+++ Input records

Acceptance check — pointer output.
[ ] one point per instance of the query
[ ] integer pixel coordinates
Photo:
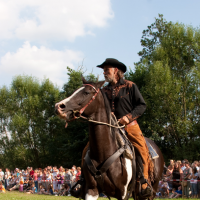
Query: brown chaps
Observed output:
(137, 139)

++++++

» Directions
The records above are to be retyped exactly, with every picture left out.

» The answer
Acceptance check — pointer output.
[ ] one point per instance of the query
[ ] integer pixel coordinates
Photo:
Query: brown chaps
Observed output:
(137, 139)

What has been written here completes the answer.